**What is expected:** Your task is to transcribe each record exactly and to omit every image.
============
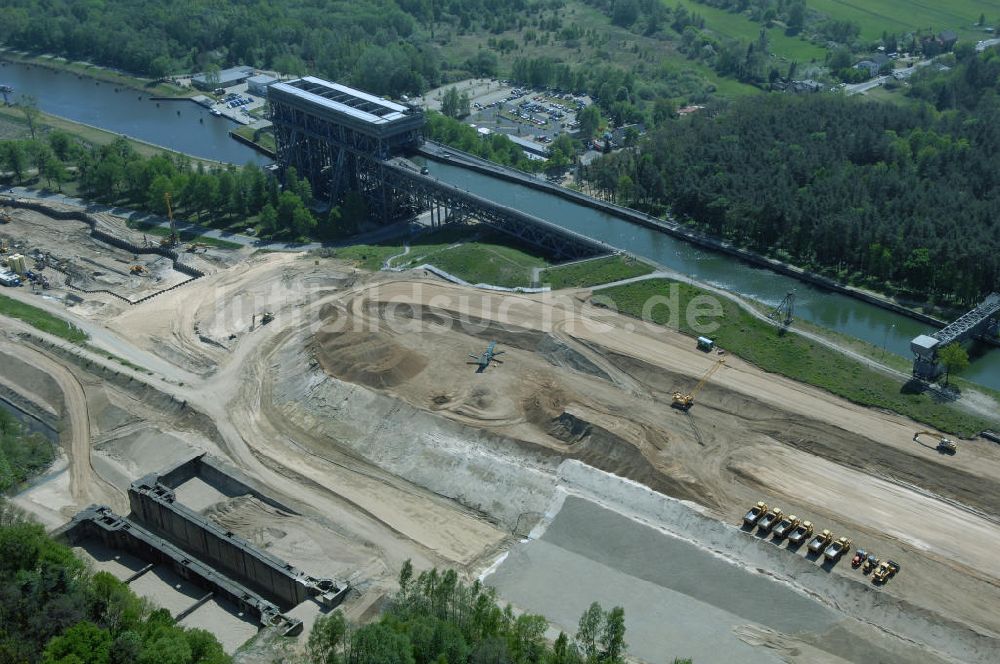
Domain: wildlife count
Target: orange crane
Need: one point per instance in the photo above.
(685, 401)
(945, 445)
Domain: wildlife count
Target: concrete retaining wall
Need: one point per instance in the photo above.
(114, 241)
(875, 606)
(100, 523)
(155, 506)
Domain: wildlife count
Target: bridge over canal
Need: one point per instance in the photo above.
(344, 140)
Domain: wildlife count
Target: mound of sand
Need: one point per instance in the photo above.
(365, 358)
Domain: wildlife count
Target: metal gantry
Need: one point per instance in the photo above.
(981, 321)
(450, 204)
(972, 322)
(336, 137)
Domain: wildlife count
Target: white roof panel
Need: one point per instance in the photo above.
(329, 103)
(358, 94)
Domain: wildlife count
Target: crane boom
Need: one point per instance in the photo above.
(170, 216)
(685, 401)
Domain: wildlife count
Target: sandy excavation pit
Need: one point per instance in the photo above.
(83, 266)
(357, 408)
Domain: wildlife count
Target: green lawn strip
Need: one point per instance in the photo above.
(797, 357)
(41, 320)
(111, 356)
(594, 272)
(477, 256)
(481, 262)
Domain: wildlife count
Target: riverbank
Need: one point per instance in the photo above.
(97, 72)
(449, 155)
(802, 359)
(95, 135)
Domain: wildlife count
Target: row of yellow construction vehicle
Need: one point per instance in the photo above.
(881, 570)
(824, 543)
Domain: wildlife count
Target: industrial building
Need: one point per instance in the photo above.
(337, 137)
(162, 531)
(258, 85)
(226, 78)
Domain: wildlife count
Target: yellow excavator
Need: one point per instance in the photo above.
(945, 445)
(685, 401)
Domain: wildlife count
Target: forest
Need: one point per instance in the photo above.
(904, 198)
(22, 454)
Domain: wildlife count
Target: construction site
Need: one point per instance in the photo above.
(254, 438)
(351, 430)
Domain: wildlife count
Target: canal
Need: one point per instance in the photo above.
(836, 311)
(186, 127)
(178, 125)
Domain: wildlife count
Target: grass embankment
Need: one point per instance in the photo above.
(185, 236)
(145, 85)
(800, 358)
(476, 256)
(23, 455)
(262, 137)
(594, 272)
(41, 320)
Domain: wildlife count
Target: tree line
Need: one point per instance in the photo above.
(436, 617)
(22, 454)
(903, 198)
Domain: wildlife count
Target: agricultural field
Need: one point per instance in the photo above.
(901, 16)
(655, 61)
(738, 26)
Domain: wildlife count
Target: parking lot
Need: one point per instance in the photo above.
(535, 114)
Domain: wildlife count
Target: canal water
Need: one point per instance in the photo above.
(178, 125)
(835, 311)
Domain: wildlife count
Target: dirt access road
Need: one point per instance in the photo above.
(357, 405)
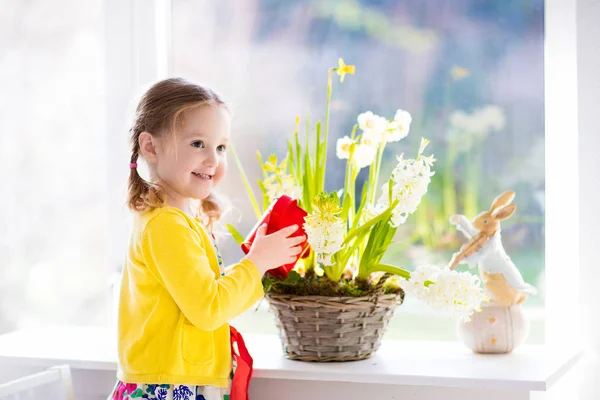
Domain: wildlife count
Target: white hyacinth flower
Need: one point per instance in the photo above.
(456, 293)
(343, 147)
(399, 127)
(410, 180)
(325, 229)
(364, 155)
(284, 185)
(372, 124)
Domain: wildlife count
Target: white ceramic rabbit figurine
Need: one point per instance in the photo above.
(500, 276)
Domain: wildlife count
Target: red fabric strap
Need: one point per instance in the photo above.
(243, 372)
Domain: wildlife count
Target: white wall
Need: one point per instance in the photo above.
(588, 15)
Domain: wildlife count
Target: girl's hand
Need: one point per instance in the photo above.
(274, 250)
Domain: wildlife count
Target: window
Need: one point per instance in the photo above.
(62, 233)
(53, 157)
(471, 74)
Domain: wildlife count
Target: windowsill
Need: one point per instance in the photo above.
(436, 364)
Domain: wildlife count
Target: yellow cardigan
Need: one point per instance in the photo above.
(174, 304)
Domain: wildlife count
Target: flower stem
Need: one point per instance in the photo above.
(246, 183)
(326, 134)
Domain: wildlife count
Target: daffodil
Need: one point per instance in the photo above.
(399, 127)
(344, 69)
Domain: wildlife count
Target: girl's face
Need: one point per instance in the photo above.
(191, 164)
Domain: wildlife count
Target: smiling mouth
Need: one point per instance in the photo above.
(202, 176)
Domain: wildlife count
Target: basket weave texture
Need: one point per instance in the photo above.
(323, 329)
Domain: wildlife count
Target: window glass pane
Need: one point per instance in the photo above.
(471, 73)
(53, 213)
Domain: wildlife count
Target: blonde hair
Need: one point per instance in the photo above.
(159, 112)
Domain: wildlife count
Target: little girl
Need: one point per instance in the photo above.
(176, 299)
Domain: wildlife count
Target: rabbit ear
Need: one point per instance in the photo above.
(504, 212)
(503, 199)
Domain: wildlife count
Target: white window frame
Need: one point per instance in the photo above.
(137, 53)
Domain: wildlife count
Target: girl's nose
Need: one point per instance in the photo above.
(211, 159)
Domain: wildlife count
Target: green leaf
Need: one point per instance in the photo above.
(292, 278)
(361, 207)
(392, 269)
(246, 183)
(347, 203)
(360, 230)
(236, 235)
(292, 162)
============
**Reply:**
Domain: wildlife count
Target: orange crane
Need: one point per instance in the photo above.
(685, 401)
(945, 445)
Domain: wildlife count
Target: concrete retaining wall
Need: one point per instance in the photo above.
(114, 241)
(875, 606)
(100, 523)
(155, 506)
Domain: wildlife count
Target: bridge over canal
Need: one point per instance in the photo above.
(344, 140)
Domain: wildlife count
Target: mound of sand
Need: one point per instance in the photo above.
(365, 358)
Domain: wildlife count
Target: metal gantry
Need: one point per instance in the photo above.
(981, 321)
(450, 204)
(972, 322)
(336, 137)
Domain: wildlife count
Target: white roof panel
Need: one point per instance in the photo above.
(329, 103)
(358, 94)
Domain: wildlife count
Target: crane boom
Need: one point per instance in the photo above.
(170, 216)
(685, 401)
Domain: wildlife count
Target: sandy excavation pit
Need: one point per instance in the photo above.
(83, 266)
(357, 408)
Domain: wildlife count
Target: green lawn strip
Need: one point per instance in the photo above.
(797, 357)
(41, 320)
(111, 356)
(594, 272)
(477, 256)
(481, 262)
Domain: wildlife count
Target: riverbank
Need: one point per instance in the photo above.
(97, 72)
(449, 155)
(802, 359)
(95, 135)
Domain: wildlife count
Target: row of yellow construction vehicle
Need: one point per instance in the photo above.
(881, 570)
(824, 543)
Domain: wildlife count
Target: industrial building
Need: one point per instance in the photo above.
(337, 137)
(162, 531)
(258, 85)
(226, 78)
Domain: wildlife count
Target: yellow excavator
Need: one point per instance in the photo above.
(945, 445)
(685, 401)
Domain: wildlife count
Target: forest
Need: one point per instance in the photo above.
(904, 198)
(22, 454)
Domain: wildlife count
Target: construction site
Need: one point per instance in the photo above.
(254, 438)
(351, 430)
Domain: wildlife count
Target: canal
Need: one point per instance in the photo above.
(836, 311)
(186, 127)
(178, 125)
Domain: wildlife count
Target: grass embankment
Need: one point per instance in the photo above.
(185, 236)
(145, 85)
(800, 358)
(476, 256)
(23, 455)
(262, 137)
(594, 272)
(41, 320)
Domain: wildlife count
Target: tree line
Need: one point per instance in the photo above.
(436, 617)
(22, 454)
(903, 198)
Domain: wildlife count
Target: agricultural field
Need: one point per instance in the photo above.
(901, 16)
(655, 61)
(738, 26)
Domain: wildlife count
Target: parking lot
Need: one point per instance in the photo above.
(535, 114)
Domain: wildlife count
Target: canal water
Need: one point per instance in the photo above.
(178, 125)
(835, 311)
Domain: wildlife count
Target: dirt access road
Need: one point per instance in the photo above.
(357, 405)
Domain: wildlife count
Target: white hyacinth flower
Need: one point per instance in the photo above.
(456, 293)
(343, 147)
(399, 127)
(410, 180)
(325, 229)
(364, 155)
(284, 185)
(372, 124)
Domain: wildlife count
Target: white ceramic rabbit figurine
Need: one point per instance in the photo above.
(500, 276)
Domain: wildlife count
Target: red fabric strap
Need: one point per instance in the photo above.
(243, 372)
Domain: wildlife count
Target: white wall
Need: one point per instance in the photo above.
(588, 15)
Domain: wildlife count
Target: girl's hand
Need: one point per instance in the photo above.
(274, 250)
Domain: wildlife count
Target: window
Need: one point per instance in the photo above.
(62, 233)
(53, 157)
(471, 74)
Domain: wildlife count
Target: windowsill
Need: one point per instance in the photo above.
(436, 364)
Domain: wildlife count
Target: yellow cardigan
Need: one point per instance in the photo above.
(174, 304)
Domain: wildlife count
Target: flower stem
Need: one point per instance in the photo above.
(246, 183)
(326, 134)
Domain: wildlife count
Target: daffodil
Need: one point per instance in the photo above.
(399, 127)
(344, 69)
Domain: wildlife count
Target: girl's face
Need: one point per instance in the photo above.
(191, 164)
Domain: wildlife count
Target: smiling mouth
Need: one point per instance in the photo above.
(202, 176)
Domain: wildlife count
Target: basket weave texture
Need: one point per instance in the photo above.
(323, 329)
Domain: wildlife count
Target: window glass pane
Need: one point per instance in the photo above.
(471, 73)
(53, 213)
Domain: wildlife count
Target: blonde hair
Need: one point per instance in the photo above.
(159, 112)
Domain: wildlife count
Target: little girl
Need: one point per instance in the photo above.
(176, 299)
Domain: wildlife count
Target: rabbit ear
Need: one point per instance in the photo above.
(504, 212)
(503, 199)
Domain: wildlife count
Target: white window frame
Need: one point per instance in the photo above.
(137, 53)
Domain: wildlife count
Target: girl's nose
Need: one point per instance in the photo above.
(211, 159)
Domain: wildlife count
Target: green leaf
Need: one point per instance in the photo above.
(292, 278)
(361, 207)
(392, 269)
(246, 183)
(347, 203)
(360, 230)
(236, 235)
(292, 162)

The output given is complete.